____ EXTRACTED DATA

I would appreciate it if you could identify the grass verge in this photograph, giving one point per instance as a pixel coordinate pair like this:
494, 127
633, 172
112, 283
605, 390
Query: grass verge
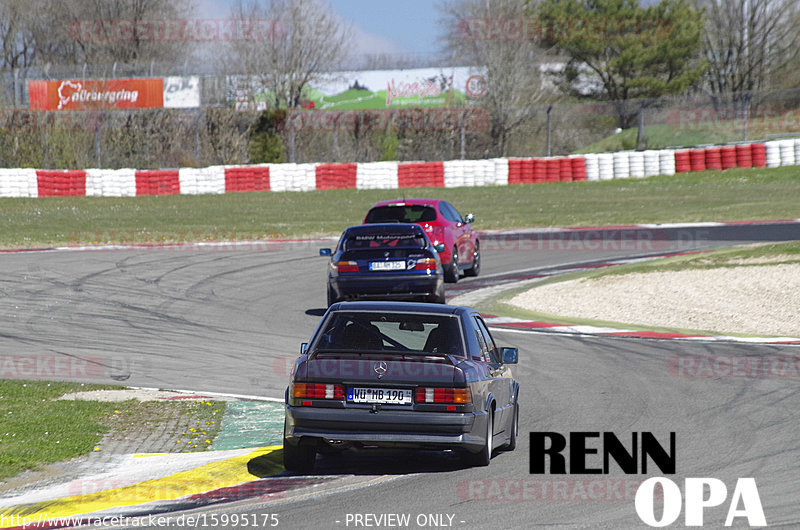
743, 256
38, 429
732, 195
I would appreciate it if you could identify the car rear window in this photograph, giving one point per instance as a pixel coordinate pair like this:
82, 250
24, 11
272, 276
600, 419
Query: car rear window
384, 240
401, 214
395, 332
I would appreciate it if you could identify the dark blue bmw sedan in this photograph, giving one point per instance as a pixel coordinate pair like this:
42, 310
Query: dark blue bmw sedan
400, 374
386, 261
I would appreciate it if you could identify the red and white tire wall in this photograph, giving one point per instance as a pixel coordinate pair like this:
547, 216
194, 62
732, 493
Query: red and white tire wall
393, 175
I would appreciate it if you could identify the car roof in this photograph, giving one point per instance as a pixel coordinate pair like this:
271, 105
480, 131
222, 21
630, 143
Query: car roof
401, 307
410, 202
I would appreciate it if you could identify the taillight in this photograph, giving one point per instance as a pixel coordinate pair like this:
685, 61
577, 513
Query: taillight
435, 233
346, 266
425, 264
443, 395
317, 391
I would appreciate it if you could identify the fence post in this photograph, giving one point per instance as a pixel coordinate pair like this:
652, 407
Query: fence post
640, 129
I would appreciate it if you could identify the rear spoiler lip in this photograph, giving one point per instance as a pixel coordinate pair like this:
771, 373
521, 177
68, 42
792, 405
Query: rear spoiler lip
449, 357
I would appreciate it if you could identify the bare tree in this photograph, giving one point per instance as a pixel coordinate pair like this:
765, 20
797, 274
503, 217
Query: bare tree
746, 42
93, 31
295, 43
509, 63
17, 34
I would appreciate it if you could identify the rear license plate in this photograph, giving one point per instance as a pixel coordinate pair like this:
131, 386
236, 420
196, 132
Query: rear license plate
386, 396
387, 265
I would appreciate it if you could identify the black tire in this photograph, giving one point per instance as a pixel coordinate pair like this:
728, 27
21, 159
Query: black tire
476, 262
298, 459
484, 456
511, 444
451, 271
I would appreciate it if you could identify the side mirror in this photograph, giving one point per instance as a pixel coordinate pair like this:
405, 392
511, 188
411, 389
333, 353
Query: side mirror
510, 355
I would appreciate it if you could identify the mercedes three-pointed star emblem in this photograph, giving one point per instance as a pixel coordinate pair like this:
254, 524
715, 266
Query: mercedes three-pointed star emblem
380, 368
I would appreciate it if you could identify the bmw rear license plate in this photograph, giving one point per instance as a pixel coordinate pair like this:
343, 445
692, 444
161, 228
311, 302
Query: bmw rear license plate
387, 265
385, 396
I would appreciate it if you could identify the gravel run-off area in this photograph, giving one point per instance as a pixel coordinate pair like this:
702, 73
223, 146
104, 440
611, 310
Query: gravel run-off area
752, 299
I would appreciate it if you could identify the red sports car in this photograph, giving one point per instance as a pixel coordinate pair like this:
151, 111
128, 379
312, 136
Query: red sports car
452, 236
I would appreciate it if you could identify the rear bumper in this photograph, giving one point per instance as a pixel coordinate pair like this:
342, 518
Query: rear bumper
310, 425
397, 286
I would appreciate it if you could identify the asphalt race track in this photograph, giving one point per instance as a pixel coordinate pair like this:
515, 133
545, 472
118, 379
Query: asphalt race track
231, 320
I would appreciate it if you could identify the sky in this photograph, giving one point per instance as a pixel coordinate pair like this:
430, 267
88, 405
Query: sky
379, 26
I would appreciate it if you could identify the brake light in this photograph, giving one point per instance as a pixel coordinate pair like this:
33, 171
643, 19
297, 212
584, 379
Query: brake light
435, 233
443, 395
425, 264
317, 391
346, 266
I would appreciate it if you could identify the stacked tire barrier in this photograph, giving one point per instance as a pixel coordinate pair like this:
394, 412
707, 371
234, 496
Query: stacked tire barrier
394, 175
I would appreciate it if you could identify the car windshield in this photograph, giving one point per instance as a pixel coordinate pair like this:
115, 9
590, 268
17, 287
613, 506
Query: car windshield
394, 332
356, 240
401, 214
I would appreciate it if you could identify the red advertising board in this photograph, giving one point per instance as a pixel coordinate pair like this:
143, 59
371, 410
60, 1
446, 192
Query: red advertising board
96, 94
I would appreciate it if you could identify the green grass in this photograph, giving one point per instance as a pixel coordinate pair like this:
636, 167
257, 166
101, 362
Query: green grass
759, 254
773, 253
663, 136
37, 430
733, 195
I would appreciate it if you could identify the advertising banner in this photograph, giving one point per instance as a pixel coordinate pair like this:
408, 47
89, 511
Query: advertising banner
182, 92
96, 94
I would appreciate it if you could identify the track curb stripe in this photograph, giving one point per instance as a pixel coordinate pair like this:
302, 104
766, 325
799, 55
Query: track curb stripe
201, 480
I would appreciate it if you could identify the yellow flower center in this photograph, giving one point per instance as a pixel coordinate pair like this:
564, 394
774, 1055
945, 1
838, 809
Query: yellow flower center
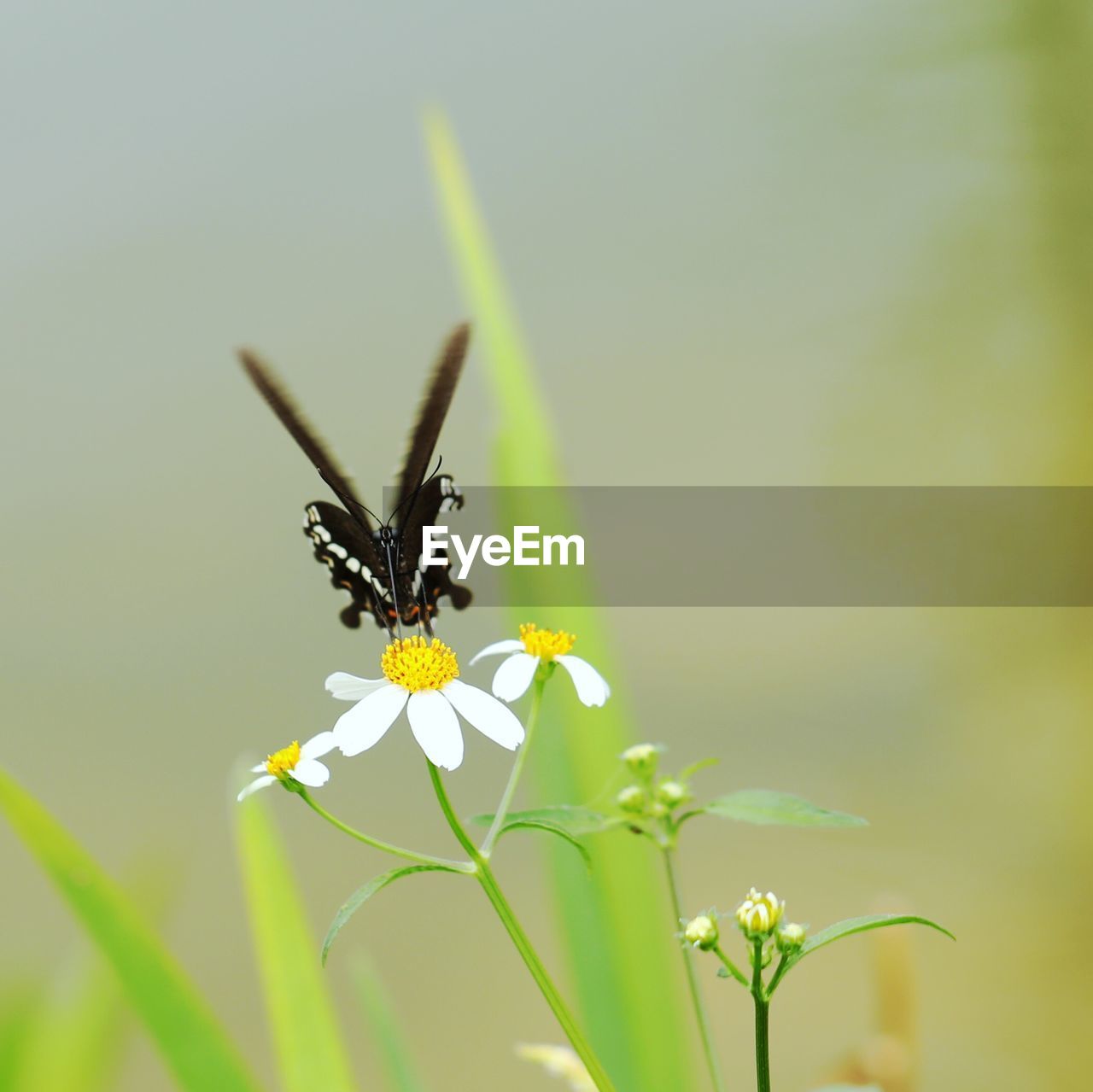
546, 644
413, 665
280, 762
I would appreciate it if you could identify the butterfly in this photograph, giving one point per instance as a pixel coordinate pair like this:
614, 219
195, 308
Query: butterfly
378, 562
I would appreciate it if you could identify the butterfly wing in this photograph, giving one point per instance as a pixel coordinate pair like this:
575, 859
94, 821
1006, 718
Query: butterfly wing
305, 436
438, 495
354, 561
434, 409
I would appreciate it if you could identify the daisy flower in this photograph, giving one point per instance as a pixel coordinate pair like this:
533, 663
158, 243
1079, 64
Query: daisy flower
422, 679
294, 762
542, 646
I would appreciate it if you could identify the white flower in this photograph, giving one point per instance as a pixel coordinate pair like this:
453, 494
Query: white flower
542, 646
558, 1061
294, 762
421, 678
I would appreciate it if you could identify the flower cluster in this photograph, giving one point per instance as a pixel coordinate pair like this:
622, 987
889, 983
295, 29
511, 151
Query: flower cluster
651, 797
422, 678
758, 914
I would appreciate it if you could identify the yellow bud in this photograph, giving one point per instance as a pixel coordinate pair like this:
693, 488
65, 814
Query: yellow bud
642, 759
758, 914
701, 932
672, 794
791, 937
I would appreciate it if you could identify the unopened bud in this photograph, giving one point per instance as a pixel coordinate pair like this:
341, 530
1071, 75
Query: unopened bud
632, 799
791, 937
758, 914
701, 932
672, 794
642, 759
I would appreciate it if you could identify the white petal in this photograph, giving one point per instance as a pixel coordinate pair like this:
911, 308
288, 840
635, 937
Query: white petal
309, 772
319, 745
436, 728
512, 678
496, 648
592, 686
482, 710
348, 687
365, 724
256, 785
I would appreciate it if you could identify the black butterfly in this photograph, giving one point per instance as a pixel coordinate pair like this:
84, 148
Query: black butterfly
381, 565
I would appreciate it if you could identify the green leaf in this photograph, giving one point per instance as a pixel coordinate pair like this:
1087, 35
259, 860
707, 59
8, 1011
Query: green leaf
395, 1055
769, 808
363, 893
853, 925
183, 1026
540, 824
574, 820
20, 1014
687, 772
633, 1009
303, 1025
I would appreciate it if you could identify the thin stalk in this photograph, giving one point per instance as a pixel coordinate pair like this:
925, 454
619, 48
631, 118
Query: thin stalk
522, 757
762, 1022
420, 858
716, 1077
520, 940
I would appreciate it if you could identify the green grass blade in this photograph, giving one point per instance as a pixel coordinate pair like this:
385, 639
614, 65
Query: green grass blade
395, 1055
303, 1025
853, 925
769, 808
363, 893
20, 1016
574, 820
539, 824
80, 1038
190, 1037
617, 925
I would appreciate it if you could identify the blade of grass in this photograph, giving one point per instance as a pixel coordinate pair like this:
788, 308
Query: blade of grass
190, 1037
395, 1055
20, 1013
79, 1041
304, 1029
617, 925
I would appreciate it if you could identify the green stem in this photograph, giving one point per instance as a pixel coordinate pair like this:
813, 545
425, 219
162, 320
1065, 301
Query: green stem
762, 1022
420, 858
733, 968
699, 1009
522, 757
520, 940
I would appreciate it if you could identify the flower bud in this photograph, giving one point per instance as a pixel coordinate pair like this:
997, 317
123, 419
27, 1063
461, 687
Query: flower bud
642, 759
791, 937
758, 914
672, 794
701, 932
632, 799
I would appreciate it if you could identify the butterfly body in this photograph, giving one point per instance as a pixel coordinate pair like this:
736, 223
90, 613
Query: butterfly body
381, 564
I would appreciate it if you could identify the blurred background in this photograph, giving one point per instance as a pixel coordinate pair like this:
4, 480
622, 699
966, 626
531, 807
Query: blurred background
785, 242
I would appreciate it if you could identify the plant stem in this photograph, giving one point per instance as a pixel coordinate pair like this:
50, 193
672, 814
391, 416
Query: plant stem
522, 756
520, 940
420, 858
699, 1009
762, 1021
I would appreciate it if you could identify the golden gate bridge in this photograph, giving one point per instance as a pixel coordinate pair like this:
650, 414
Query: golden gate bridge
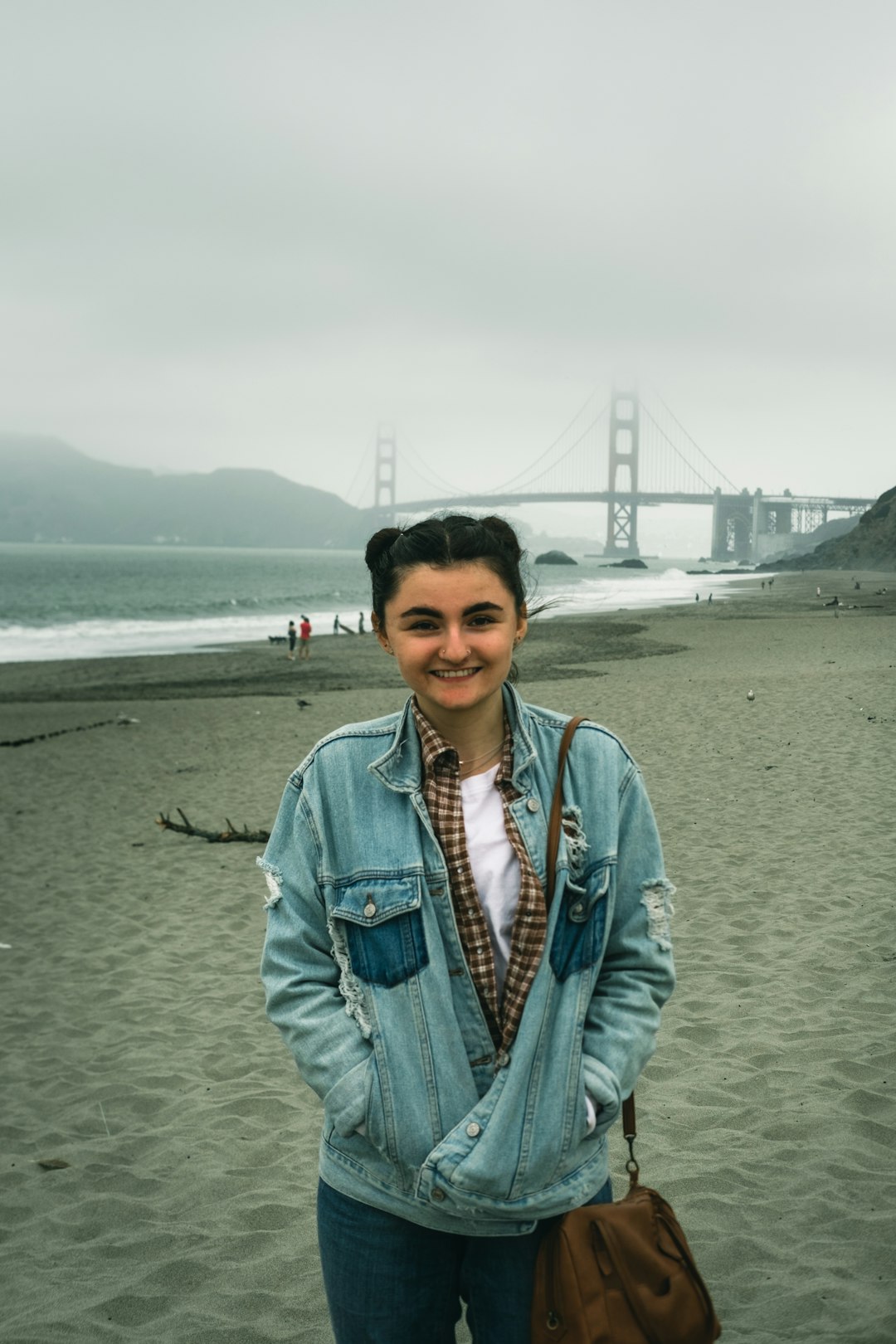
629, 455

________

THE TASK
Exactly as written, give again every line from the one containing "I would appreciate it if you could identify the flower bud" through the last line of the material, both included, with the pictures left out.

THE ANSWER
I would appreciate it if you could identify the flower bud in this photograph, giving one point per instance as a pixel coordinate pair like this:
997, 317
123, 419
27, 1063
461, 687
Query: flower bud
642, 759
791, 937
758, 914
672, 794
701, 932
632, 799
I would appreciate it if you could identify the butterfly body in this photograph, giving one point per instance as a pixel coordinate pair like this:
736, 223
90, 613
Query: butterfly body
381, 564
I would appreciate it if you could identify the blurred background in this photograph, giving one point per instance as a pixel coordinate pair like this:
4, 480
622, 699
966, 626
531, 807
Query: blurred background
785, 242
I would appreciate it if you could identify the plant stem in this photograph, giving one point per instance as a pixel coordinate pair like this:
50, 193
672, 814
391, 416
Query: plant stem
522, 756
520, 940
420, 858
699, 1009
762, 1021
I would appreciate it if you could identify the golden gate bridge in this photograph, giving one point per instance as a pixel coordinate pair like this:
650, 414
Query: golden gate bridge
629, 455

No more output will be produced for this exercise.